Written request
In the entries below, pick out every line that contains the word "white" and copy each one. Case matters.

Given entries
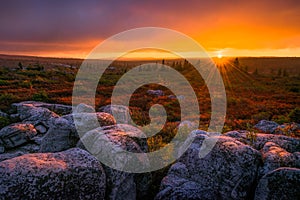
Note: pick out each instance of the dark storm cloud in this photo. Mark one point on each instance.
(49, 21)
(38, 23)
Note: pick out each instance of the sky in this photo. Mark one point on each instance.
(72, 28)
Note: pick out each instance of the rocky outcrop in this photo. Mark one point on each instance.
(156, 92)
(61, 136)
(275, 157)
(120, 184)
(83, 108)
(3, 114)
(121, 113)
(85, 120)
(258, 140)
(16, 134)
(56, 108)
(282, 183)
(266, 126)
(227, 172)
(72, 174)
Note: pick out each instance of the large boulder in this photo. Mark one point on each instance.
(156, 92)
(227, 172)
(61, 136)
(275, 157)
(258, 140)
(57, 108)
(121, 113)
(85, 121)
(282, 183)
(266, 126)
(16, 134)
(3, 114)
(84, 108)
(29, 112)
(21, 150)
(120, 184)
(72, 174)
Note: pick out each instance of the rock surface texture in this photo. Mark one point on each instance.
(38, 158)
(282, 183)
(227, 172)
(72, 174)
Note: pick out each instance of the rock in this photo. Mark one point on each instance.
(179, 97)
(28, 112)
(85, 121)
(258, 140)
(282, 183)
(61, 135)
(288, 129)
(16, 134)
(57, 108)
(156, 92)
(121, 113)
(15, 117)
(41, 128)
(122, 130)
(25, 149)
(227, 172)
(266, 126)
(83, 108)
(3, 114)
(2, 149)
(120, 184)
(72, 174)
(275, 157)
(10, 155)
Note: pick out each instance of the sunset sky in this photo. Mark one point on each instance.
(73, 28)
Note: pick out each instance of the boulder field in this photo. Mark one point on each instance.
(43, 155)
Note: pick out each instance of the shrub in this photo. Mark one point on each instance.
(294, 115)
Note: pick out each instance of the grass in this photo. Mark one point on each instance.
(250, 97)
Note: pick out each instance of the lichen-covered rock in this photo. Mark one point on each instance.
(61, 135)
(16, 134)
(72, 174)
(120, 184)
(83, 108)
(282, 183)
(57, 108)
(266, 126)
(3, 114)
(30, 113)
(121, 113)
(292, 129)
(85, 121)
(227, 172)
(275, 157)
(258, 140)
(156, 92)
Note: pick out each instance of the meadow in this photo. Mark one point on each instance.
(256, 88)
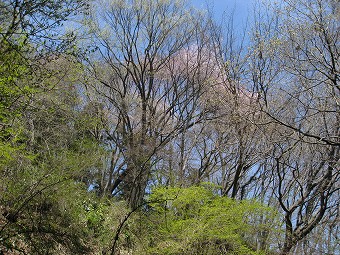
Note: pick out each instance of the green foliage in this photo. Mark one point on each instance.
(196, 220)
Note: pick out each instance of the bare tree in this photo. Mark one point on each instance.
(147, 71)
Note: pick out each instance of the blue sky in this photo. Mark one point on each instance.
(241, 8)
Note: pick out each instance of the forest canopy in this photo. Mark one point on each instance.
(154, 127)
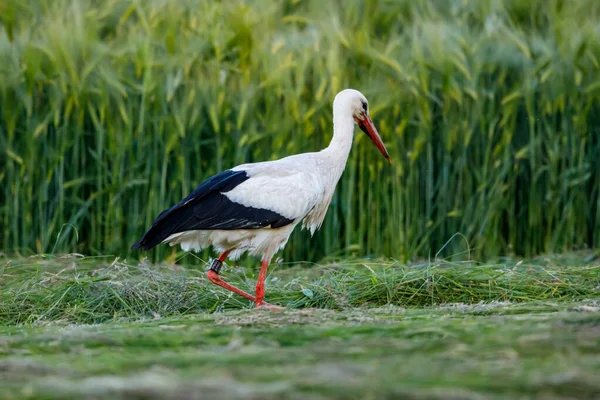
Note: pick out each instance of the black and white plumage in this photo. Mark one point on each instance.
(255, 207)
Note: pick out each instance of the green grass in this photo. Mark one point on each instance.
(101, 328)
(112, 111)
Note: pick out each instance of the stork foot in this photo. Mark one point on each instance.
(216, 266)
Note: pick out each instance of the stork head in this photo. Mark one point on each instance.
(355, 103)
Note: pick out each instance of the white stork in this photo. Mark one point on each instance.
(255, 207)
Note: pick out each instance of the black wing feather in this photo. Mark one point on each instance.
(207, 208)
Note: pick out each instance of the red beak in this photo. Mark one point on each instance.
(366, 125)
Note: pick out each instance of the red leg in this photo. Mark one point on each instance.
(260, 283)
(213, 275)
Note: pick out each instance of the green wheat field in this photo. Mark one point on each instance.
(467, 269)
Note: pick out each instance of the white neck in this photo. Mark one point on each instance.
(341, 143)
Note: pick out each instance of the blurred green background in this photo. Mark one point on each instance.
(112, 111)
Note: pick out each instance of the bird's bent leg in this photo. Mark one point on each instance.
(213, 276)
(260, 283)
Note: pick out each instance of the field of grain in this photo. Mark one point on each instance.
(489, 109)
(467, 269)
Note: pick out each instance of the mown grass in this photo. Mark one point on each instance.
(74, 326)
(79, 327)
(112, 111)
(95, 290)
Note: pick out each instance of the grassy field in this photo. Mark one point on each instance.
(106, 328)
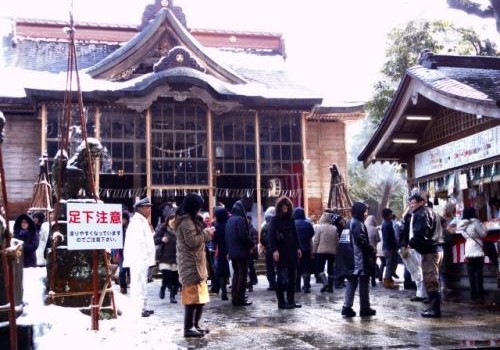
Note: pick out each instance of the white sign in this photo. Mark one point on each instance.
(94, 226)
(470, 149)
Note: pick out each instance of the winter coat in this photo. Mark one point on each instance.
(326, 237)
(364, 253)
(43, 236)
(221, 217)
(389, 242)
(222, 265)
(283, 236)
(139, 248)
(421, 232)
(167, 250)
(268, 214)
(304, 228)
(29, 237)
(371, 227)
(473, 232)
(238, 242)
(191, 257)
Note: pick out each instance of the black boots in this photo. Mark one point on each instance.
(173, 292)
(307, 284)
(434, 310)
(162, 291)
(280, 295)
(348, 312)
(198, 311)
(190, 330)
(327, 283)
(324, 282)
(223, 288)
(367, 311)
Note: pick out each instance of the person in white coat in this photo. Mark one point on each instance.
(473, 232)
(139, 253)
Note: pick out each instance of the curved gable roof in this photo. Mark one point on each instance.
(135, 51)
(467, 84)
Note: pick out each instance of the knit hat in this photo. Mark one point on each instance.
(145, 202)
(469, 213)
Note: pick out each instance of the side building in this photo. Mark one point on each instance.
(176, 109)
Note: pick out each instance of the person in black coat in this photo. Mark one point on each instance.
(305, 233)
(166, 255)
(363, 264)
(239, 247)
(222, 272)
(284, 243)
(25, 230)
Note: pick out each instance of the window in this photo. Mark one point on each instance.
(234, 143)
(179, 144)
(123, 135)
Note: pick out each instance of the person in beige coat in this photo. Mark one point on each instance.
(324, 248)
(191, 260)
(139, 253)
(473, 231)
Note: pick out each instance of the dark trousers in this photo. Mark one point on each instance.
(286, 282)
(352, 285)
(239, 280)
(123, 273)
(320, 260)
(304, 269)
(252, 275)
(270, 269)
(475, 272)
(170, 279)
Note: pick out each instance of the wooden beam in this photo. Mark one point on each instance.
(98, 160)
(257, 172)
(148, 152)
(305, 162)
(43, 117)
(211, 201)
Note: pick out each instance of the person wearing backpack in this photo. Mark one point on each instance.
(425, 239)
(361, 265)
(473, 232)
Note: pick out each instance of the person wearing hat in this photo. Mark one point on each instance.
(191, 262)
(473, 232)
(139, 253)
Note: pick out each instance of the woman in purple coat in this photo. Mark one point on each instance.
(25, 230)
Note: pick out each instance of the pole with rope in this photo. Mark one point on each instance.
(65, 124)
(7, 252)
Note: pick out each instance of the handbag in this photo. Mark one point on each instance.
(412, 263)
(159, 251)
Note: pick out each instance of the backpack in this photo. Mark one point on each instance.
(437, 227)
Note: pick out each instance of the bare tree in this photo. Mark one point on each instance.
(475, 8)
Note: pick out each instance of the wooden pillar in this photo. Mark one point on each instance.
(211, 201)
(98, 160)
(257, 172)
(305, 162)
(43, 117)
(148, 152)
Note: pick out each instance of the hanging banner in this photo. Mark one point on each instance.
(462, 179)
(94, 226)
(470, 149)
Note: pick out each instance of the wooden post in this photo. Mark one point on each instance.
(148, 152)
(305, 162)
(43, 118)
(98, 160)
(257, 172)
(211, 201)
(94, 311)
(8, 269)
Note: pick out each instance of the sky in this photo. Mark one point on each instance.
(336, 47)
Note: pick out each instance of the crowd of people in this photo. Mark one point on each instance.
(351, 253)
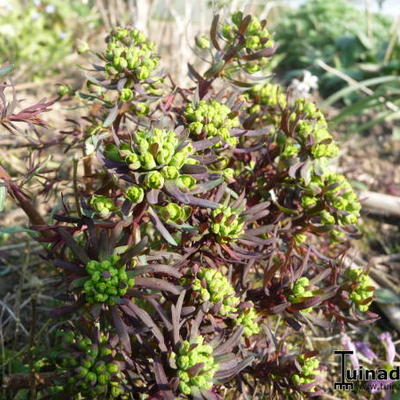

Answer to this exercise
Note: pick out each instance of the black and white plumage in this photo. Mark one point on each instance.
Note: pick out each instance of the white stork in this photo. Mark one point on each instance.
Note: pick out each instance of the white neck in this photo. Mark one point on each instance.
Note: pick out each instance of the white sign in this photo. Mark one point on each instance.
Note: pick out each instance of the person in white coat in this photo. Mark one point on each instance.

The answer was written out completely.